Could you return each line below without altering a word?

##### RECORDS PROVIDED #####

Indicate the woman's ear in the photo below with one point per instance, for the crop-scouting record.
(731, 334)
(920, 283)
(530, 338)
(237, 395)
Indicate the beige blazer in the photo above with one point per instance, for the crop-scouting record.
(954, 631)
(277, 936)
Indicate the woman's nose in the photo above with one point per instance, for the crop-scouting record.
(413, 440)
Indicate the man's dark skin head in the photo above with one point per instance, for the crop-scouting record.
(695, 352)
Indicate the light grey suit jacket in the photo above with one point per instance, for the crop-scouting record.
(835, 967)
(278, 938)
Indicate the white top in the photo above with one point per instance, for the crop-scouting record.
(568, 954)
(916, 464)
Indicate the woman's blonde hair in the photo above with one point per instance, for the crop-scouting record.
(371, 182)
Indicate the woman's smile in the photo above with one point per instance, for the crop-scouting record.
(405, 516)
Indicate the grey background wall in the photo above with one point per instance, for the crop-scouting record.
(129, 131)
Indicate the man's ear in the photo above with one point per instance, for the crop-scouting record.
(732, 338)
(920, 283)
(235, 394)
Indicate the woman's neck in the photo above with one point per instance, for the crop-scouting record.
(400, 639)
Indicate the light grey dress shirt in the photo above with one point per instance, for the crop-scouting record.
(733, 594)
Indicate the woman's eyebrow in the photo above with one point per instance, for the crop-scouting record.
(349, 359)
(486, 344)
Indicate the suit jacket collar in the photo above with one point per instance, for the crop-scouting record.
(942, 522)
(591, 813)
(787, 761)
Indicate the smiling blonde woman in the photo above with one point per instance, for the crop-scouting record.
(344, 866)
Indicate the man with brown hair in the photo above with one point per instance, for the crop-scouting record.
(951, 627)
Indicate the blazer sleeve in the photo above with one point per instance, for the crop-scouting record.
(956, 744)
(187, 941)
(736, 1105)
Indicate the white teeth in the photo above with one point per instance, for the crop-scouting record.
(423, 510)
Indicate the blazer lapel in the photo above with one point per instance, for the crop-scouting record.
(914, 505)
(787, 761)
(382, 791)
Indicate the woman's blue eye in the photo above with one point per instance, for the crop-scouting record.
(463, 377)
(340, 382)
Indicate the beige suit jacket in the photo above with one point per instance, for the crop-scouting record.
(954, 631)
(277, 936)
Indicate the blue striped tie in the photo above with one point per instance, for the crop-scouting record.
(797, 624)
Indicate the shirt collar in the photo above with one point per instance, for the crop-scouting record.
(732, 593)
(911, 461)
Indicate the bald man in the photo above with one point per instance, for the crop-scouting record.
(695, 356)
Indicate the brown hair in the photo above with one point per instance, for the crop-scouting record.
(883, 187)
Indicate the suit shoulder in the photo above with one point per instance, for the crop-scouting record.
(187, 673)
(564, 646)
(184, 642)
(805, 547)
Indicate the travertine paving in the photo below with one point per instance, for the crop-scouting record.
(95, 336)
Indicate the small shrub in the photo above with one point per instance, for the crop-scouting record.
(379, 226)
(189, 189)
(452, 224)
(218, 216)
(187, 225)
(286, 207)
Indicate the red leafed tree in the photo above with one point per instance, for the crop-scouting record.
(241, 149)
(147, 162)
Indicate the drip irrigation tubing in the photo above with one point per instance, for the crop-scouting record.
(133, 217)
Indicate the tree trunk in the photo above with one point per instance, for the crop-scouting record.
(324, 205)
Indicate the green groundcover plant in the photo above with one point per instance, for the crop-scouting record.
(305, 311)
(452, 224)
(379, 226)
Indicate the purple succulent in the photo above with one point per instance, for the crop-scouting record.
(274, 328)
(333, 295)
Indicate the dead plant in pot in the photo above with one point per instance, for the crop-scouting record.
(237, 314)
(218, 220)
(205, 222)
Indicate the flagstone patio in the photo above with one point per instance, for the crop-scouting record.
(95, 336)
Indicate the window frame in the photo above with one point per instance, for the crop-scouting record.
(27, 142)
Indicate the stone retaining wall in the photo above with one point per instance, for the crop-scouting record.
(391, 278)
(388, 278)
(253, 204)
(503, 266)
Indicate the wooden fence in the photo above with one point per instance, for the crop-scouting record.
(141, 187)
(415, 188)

#####

• [COMPLETED EXERCISE]:
Indicate the woman's ear in the photo below with one point per instance, for the crop-scouting record.
(731, 334)
(920, 283)
(530, 338)
(237, 395)
Indicate the beige blazer in the photo above with one point per instance, for the crop-scouting record.
(954, 631)
(277, 936)
Indicate the woman's nose in the photo above with one point per instance, for the crop-scouting record.
(413, 440)
Indicate the man's dark skin head in the photo above with one point per instance, for the crop-scouting record.
(695, 352)
Indicate the light grey suit jacket in the photo above with one point per instance, for the crop-scouting record.
(835, 967)
(278, 938)
Indicate the white top in the photo above with one point per instance, for the crop-scouting record.
(568, 954)
(916, 464)
Indicate the woman's blonde hair in the photo above with one point per instance, for the crop-scouting record.
(371, 182)
Indicate the woman's smile in the photo above with one point per instance, for the crop-scouting record.
(405, 516)
Indicate the grey background wall in the photo above with one point per instance, for the crop-scouting record.
(129, 131)
Indicate the man's ear in the photo above with one point per instance, for the crop-scouting record.
(732, 338)
(920, 283)
(235, 394)
Indicate the woman's neck in the photo above with one point per instance, for the crop-scouting record.
(400, 639)
Indicate the light grey dress shirt in the photo above with one point per instance, for the crop-scouting record.
(733, 594)
Indicate the woman's eyebrow in the photo above with one point per instance, for the crop-scouting record.
(349, 359)
(486, 344)
Indicate the suit jacket collar in the photo above with one point per instance, for the crop-scouting record.
(942, 522)
(591, 813)
(787, 761)
Indicate the smiling blonde woman in the photo above with one point per instance, for the crop-scouting record.
(344, 866)
Indicate the man with brown hair in the photo above with one point per instance, for the crop-scouting record.
(951, 627)
Indicate the blazer sleeve in the photo above with one point per instance, for the crop-scouting record.
(956, 744)
(187, 941)
(736, 1105)
Indicate the white teeth in the photo above with one point per instance, for the crop-scouting record.
(423, 510)
Indicate the blazer lapel in the photo above with one point per instance, for the crop-scouting record.
(914, 505)
(787, 761)
(382, 791)
Indicate the woman's blue eye in the photo above with one point per instance, for the crop-scouting record.
(463, 377)
(340, 382)
Indicate the beige suit jacket in the photo above with one point per instance, for the crop-scouting record.
(954, 631)
(277, 936)
Indicate the blue striped tie in the photo above with one point per instance, for the crop-scouting record.
(797, 624)
Indicate the shirt collar in the photo above with one point per instance, for the crop-scouting record.
(732, 593)
(911, 461)
Indicate the bald man in the photo above with one point per instance, for the crop-scouting record.
(695, 356)
Indicate the brown hair in the photo above with one point per instance, for the crop-scouting record.
(883, 187)
Indicate the suit shoulder in the photo above with one point per instance, for the crop-scouting record.
(187, 673)
(564, 646)
(184, 642)
(805, 547)
Indicate the travertine paving in the photo below with one point per instance, for the crop-scouting record.
(95, 336)
Indicate the small shrub in the photo above with one point per instance, for the crop-scouting record.
(379, 226)
(189, 189)
(452, 224)
(218, 216)
(187, 225)
(286, 207)
Indicate the red leafed tree in the photo above with one point per instance, for the crop-scouting record.
(241, 149)
(147, 162)
Indicate the drip irrigation tubing in the photo above with one point per instance, for the crop-scouting record.
(133, 217)
Indicate the tree trunk in the photo above with one point per instance, for the crop-scouting record.
(324, 205)
Indicate the green groundcover plant in the photo above with one point per instance, for the crop-scouting record.
(305, 311)
(452, 224)
(379, 226)
Indicate the purple succulent in the photo above with one point per instance, for the crop-scouting record.
(274, 328)
(333, 295)
Indicate the dead plant in pot in the photo above with one point per instance, for the crop-scouting record.
(237, 314)
(218, 220)
(205, 222)
Indicate the flagstone patio in the photo above with one point per instance, for the crop-scouting record.
(95, 336)
Indicate the window frame in the photo above with one point per instance, for the crop-scouting record.
(27, 142)
Indicate the stone retaining wall in the photo above with one point per instance, for the crop-scouting record.
(391, 278)
(388, 278)
(253, 204)
(503, 266)
Indicate the wooden fence in the photo above with one point per instance, for the crop-scouting record.
(141, 187)
(415, 188)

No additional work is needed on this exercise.